What the exercise asks: Beneath this task is a listing; retype all of it exactly.

Dataset:
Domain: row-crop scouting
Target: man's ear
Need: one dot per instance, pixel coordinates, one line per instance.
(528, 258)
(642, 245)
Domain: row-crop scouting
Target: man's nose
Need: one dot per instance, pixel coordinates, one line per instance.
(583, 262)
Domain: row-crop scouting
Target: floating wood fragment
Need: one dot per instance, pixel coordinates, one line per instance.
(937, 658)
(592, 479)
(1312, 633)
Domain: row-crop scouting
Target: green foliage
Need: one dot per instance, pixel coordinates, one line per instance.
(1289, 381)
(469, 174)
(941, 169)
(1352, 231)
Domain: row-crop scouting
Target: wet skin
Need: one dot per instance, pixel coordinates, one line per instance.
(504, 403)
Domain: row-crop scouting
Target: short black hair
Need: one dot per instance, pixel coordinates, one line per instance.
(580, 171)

Answer box:
Domain: row-crop scouting
Target: man's ear
Need: one dot per instance, pixel coordinates, one line per instance.
(528, 258)
(642, 245)
Domain: row-crop scouting
Target: man's nose
Need: one dot per instance, pixel coordinates, one line per instance.
(583, 262)
Domain: row-crop scouting
Target: floating wood fragment
Need: one dot per instance, pixel coordinates, one line per instance.
(937, 658)
(592, 479)
(1312, 633)
Domain: row-crop scouting
Target: green foliage
Need: one dot per instance, pixel coordinates, one line per instance.
(1289, 381)
(469, 174)
(941, 169)
(1352, 231)
Domain: row-crop scouting
Target: wet skin
Need: one dot per instance, pixel coordinates, one line per instance.
(504, 403)
Domain: row-crop scouting
Target: short black hair
Need: one dot per instance, pixel coordinates, one line per instance.
(580, 171)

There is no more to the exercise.